_Task brief_
Count the lines in the material below that contain the string "span", and state only that number.

_Dataset content_
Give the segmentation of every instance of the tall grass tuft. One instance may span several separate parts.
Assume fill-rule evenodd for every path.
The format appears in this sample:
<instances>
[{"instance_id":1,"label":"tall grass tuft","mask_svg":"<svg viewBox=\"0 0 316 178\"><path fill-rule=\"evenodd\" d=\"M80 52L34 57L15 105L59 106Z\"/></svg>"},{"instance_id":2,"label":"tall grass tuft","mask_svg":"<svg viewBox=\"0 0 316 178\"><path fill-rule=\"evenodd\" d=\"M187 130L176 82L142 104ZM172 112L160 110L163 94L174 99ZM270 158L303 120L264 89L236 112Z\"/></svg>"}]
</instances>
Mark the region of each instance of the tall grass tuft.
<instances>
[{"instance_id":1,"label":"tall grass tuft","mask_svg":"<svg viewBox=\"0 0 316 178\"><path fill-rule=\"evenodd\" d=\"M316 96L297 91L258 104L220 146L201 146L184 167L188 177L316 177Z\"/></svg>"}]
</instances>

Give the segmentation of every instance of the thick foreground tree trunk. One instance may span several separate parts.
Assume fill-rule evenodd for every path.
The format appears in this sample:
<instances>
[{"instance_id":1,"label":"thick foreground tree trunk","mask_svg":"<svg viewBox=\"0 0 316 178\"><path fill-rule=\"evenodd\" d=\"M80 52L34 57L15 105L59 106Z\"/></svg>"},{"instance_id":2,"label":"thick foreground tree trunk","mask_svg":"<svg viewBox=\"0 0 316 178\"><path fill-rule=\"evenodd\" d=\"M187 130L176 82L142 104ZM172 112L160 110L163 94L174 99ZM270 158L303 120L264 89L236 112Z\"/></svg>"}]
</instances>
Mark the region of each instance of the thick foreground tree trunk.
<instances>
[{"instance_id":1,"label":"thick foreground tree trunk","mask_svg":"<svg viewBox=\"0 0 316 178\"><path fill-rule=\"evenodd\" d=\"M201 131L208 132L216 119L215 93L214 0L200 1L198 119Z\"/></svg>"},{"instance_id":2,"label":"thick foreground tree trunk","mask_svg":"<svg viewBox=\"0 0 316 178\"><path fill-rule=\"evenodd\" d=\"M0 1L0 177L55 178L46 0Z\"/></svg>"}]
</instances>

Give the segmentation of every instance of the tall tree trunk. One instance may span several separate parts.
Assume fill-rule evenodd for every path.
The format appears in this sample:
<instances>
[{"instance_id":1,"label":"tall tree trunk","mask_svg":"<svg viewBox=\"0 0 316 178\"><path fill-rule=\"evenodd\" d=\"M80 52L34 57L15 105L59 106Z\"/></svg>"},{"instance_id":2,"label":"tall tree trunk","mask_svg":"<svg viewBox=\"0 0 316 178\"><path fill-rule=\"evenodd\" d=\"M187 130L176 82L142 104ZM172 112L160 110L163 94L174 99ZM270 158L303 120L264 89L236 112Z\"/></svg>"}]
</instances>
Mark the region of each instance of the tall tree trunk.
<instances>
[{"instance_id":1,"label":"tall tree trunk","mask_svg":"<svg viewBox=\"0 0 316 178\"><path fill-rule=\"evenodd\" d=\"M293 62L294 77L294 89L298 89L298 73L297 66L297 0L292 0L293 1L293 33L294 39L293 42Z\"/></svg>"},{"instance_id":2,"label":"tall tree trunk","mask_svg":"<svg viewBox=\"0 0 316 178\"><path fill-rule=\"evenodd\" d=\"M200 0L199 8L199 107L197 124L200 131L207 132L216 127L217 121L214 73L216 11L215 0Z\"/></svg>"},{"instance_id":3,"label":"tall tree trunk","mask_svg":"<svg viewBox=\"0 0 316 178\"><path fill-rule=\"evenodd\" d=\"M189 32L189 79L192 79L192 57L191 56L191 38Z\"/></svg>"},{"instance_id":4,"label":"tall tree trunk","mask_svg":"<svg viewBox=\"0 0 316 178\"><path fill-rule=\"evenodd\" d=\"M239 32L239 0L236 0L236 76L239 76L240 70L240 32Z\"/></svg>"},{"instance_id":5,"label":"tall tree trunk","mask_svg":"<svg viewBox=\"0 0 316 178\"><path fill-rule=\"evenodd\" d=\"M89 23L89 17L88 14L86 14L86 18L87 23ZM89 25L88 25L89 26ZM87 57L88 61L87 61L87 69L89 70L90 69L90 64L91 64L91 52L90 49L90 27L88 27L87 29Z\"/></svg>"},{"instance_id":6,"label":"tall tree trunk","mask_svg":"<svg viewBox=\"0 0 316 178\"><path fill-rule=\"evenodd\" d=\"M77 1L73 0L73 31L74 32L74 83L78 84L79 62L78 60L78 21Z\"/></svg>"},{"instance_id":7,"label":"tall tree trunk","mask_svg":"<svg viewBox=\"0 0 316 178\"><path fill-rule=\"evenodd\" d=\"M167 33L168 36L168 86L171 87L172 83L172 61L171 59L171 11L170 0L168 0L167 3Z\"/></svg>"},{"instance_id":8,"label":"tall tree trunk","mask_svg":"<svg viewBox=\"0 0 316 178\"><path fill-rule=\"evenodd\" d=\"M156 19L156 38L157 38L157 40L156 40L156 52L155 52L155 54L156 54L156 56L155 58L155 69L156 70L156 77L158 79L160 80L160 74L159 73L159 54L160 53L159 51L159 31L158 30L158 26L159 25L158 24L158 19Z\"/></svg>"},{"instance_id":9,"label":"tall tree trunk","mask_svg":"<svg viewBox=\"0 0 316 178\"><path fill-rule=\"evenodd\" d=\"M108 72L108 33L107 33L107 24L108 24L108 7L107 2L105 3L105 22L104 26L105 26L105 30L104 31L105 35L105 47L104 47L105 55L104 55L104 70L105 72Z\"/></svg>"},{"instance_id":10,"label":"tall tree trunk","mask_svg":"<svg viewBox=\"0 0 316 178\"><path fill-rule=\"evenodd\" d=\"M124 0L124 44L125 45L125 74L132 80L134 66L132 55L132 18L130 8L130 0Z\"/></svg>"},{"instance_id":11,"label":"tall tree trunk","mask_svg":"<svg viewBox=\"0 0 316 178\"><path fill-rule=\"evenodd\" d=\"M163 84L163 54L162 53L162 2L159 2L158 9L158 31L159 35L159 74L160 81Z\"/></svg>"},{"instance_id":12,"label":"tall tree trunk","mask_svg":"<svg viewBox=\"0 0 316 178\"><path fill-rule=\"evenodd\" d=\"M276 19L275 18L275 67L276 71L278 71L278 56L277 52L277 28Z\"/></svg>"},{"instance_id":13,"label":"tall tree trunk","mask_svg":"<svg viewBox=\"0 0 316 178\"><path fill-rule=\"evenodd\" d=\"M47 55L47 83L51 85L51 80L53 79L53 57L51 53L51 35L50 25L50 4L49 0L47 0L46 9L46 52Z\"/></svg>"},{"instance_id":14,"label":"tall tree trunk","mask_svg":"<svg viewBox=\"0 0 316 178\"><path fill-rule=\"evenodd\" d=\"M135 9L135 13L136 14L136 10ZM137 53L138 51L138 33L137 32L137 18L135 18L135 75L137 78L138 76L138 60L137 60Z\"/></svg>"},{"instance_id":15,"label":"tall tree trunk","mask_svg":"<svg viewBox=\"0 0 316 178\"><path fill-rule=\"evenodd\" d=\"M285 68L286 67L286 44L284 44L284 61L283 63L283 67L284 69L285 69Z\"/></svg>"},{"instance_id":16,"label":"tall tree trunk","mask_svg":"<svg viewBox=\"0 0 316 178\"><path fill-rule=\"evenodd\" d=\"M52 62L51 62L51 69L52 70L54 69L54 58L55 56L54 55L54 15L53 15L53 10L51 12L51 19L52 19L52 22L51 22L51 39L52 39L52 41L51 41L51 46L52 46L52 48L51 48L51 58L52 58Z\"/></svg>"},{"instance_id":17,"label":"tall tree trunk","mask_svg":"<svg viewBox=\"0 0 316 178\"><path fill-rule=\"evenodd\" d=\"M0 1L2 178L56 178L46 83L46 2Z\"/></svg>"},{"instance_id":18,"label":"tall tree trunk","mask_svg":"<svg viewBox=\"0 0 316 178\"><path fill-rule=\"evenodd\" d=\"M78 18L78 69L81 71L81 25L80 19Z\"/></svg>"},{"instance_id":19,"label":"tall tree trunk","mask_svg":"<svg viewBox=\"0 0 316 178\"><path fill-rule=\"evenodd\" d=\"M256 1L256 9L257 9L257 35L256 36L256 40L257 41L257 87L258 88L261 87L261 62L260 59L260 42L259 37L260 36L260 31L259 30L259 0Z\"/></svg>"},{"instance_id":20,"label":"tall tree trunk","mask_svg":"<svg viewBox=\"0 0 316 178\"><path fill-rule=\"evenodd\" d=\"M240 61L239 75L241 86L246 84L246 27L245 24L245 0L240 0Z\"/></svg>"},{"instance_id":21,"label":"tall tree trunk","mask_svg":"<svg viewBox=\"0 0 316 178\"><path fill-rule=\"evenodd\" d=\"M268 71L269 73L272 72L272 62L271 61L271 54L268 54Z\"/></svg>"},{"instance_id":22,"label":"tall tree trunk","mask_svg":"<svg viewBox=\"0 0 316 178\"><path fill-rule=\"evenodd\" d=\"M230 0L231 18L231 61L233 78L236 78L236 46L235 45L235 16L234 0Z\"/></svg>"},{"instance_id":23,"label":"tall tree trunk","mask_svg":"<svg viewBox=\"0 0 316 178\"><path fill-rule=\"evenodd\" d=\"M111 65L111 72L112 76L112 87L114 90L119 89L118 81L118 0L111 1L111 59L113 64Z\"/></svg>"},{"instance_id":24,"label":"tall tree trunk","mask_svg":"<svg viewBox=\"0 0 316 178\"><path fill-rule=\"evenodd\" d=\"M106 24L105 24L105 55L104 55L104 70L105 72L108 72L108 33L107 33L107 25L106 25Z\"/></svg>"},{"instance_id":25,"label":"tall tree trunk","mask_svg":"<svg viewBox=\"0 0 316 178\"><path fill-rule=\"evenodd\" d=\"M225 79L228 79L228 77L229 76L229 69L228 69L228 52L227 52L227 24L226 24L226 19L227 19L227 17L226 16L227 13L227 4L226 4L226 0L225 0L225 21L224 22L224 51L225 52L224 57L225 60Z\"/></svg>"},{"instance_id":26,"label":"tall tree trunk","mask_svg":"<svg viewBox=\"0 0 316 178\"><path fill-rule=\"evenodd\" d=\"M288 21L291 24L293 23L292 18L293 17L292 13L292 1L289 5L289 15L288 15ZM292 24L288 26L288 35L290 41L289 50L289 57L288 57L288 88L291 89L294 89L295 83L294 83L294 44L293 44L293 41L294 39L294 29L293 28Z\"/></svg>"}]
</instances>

_Final result_
3